Work out how many lines in the material below contain the word "dark". Reply with that number only.

## begin

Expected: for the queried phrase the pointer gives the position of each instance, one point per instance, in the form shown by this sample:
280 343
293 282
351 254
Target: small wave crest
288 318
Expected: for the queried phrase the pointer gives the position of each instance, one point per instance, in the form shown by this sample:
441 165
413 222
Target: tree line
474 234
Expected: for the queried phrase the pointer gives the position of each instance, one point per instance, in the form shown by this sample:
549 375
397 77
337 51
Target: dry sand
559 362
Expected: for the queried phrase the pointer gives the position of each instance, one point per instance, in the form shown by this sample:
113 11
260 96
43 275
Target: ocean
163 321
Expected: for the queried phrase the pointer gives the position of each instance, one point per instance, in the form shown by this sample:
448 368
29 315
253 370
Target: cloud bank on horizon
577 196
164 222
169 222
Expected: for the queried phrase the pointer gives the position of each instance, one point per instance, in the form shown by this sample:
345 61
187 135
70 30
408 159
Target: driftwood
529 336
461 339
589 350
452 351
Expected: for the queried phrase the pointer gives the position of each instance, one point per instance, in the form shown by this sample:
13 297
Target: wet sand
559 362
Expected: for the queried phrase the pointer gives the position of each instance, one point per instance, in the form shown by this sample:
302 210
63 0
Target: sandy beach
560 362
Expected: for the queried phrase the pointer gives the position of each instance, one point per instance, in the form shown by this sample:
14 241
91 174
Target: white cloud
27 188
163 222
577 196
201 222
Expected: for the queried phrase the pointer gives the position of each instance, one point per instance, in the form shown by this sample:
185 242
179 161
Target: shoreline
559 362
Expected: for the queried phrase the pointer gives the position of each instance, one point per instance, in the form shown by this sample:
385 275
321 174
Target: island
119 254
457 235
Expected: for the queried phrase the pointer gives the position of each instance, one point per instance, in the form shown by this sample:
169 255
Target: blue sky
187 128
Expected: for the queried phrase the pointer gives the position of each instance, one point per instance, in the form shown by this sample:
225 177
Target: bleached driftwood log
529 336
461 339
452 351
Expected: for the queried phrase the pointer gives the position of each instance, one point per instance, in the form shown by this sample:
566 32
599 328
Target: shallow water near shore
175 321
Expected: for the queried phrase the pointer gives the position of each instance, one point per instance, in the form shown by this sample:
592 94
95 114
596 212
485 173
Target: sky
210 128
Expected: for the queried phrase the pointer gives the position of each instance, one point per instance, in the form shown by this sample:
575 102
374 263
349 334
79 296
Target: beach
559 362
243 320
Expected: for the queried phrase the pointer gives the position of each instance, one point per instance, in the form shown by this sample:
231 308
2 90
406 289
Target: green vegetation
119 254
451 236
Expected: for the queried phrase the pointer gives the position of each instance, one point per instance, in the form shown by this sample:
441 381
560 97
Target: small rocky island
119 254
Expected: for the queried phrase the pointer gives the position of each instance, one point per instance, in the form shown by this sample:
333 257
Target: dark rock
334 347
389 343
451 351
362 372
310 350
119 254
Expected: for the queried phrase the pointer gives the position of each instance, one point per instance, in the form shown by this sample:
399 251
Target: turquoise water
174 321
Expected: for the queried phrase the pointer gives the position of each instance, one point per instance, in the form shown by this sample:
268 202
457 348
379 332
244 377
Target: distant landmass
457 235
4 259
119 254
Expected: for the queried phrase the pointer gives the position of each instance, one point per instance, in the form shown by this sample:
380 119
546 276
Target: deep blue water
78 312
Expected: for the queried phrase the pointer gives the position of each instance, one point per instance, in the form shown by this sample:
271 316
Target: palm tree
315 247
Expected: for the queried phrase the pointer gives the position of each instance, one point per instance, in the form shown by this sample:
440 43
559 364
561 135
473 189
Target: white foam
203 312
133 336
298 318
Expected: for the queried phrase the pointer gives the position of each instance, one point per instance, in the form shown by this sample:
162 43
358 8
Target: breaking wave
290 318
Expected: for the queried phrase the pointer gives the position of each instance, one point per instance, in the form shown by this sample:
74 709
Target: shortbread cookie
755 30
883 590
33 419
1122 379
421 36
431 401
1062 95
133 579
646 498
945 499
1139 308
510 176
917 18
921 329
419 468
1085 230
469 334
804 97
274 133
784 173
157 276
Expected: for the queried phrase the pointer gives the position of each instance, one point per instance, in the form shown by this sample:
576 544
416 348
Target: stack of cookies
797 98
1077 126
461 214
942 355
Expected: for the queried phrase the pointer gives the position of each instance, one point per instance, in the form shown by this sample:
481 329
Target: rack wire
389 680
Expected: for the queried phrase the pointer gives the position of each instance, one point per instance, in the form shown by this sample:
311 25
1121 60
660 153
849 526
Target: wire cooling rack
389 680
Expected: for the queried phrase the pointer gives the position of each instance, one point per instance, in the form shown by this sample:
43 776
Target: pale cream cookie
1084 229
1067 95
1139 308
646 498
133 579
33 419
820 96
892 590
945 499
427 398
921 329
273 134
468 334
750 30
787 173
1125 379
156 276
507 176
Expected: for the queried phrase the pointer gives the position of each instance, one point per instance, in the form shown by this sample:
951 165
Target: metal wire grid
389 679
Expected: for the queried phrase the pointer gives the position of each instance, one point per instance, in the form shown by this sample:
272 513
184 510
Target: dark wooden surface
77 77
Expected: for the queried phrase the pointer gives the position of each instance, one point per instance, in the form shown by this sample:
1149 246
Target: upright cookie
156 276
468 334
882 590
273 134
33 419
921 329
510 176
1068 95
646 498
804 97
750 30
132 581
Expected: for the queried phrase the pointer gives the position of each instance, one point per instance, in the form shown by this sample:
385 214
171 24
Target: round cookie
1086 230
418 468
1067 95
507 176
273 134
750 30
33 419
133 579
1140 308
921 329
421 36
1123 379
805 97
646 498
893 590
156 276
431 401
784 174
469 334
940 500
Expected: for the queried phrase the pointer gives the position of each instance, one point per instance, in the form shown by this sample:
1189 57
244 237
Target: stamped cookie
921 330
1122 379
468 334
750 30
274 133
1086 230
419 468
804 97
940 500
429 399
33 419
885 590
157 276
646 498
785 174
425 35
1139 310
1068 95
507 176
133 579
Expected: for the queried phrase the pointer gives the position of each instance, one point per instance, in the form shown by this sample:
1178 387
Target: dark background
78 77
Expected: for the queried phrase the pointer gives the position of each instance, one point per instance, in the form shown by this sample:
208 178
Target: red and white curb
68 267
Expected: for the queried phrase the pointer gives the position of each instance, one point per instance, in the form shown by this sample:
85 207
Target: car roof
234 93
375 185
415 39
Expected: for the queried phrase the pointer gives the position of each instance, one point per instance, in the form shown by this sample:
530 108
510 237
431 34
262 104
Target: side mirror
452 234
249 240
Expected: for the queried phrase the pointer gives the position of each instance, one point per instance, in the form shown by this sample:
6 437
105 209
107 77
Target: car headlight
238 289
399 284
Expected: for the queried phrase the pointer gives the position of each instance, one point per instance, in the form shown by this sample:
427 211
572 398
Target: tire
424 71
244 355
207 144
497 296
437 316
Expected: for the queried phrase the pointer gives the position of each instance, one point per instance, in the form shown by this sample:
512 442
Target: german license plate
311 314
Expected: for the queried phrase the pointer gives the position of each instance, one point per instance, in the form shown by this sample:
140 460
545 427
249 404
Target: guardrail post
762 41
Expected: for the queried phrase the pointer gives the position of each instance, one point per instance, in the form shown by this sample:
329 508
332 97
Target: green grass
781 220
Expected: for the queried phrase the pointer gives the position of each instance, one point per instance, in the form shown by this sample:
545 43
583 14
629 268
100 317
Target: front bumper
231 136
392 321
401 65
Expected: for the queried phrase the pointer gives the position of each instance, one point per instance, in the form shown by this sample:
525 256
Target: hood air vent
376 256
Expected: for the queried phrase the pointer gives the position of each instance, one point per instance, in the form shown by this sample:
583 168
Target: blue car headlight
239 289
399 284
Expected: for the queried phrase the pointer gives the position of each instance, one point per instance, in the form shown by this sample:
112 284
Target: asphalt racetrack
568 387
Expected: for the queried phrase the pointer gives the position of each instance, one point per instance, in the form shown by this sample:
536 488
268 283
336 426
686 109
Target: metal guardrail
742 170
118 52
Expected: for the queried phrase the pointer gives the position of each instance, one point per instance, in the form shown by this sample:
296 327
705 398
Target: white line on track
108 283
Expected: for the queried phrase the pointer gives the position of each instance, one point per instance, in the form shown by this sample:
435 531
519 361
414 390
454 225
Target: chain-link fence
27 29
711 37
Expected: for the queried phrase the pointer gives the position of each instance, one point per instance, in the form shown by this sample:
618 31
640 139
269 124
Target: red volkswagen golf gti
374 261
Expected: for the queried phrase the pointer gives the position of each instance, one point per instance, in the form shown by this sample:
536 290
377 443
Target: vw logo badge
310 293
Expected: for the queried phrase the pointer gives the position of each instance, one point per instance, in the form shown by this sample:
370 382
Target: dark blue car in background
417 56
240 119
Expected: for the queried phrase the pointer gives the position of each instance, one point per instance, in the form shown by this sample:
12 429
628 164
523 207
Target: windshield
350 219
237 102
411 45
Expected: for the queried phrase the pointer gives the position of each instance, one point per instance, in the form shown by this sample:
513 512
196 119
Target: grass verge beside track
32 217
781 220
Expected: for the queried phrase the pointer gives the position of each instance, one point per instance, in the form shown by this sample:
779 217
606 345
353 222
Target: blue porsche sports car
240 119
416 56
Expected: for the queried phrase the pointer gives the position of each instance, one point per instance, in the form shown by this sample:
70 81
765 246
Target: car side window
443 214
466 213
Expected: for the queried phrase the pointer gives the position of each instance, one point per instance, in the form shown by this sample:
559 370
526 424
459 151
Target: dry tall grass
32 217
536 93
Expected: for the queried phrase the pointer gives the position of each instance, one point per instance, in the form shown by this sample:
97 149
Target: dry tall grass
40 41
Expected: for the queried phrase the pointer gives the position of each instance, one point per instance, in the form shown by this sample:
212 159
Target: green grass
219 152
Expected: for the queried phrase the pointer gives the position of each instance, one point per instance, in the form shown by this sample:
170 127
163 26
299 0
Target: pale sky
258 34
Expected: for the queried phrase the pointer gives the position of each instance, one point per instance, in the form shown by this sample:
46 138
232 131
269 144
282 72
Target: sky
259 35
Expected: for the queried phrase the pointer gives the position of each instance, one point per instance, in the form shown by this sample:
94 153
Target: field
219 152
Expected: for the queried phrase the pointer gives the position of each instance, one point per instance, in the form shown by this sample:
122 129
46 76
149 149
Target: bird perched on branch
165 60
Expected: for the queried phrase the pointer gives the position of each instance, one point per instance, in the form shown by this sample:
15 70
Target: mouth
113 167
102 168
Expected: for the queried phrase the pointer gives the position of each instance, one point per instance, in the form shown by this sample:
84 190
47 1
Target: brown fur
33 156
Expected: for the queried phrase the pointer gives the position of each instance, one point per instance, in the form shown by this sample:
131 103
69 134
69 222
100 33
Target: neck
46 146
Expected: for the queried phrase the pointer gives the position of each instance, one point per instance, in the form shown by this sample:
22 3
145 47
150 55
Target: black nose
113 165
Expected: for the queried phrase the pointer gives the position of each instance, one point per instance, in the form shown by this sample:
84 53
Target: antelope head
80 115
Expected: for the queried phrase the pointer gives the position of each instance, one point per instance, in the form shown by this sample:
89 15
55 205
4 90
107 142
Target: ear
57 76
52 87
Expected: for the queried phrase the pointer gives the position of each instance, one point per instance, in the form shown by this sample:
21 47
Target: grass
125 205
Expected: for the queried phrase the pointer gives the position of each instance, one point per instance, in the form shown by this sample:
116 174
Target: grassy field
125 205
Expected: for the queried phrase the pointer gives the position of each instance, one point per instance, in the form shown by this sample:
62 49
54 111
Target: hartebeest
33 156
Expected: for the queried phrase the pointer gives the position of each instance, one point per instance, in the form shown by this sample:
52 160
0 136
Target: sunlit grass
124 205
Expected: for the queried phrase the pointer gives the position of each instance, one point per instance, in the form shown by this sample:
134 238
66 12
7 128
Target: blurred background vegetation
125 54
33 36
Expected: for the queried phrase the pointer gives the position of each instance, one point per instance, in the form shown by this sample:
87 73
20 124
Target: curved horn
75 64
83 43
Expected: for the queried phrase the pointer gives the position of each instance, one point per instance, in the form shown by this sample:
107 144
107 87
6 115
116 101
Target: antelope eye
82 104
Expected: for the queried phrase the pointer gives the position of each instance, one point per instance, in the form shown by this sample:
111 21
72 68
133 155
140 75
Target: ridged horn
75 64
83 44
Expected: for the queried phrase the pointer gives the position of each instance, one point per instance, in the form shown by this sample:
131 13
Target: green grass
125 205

## end

> _EXPECTED ANSWER_:
4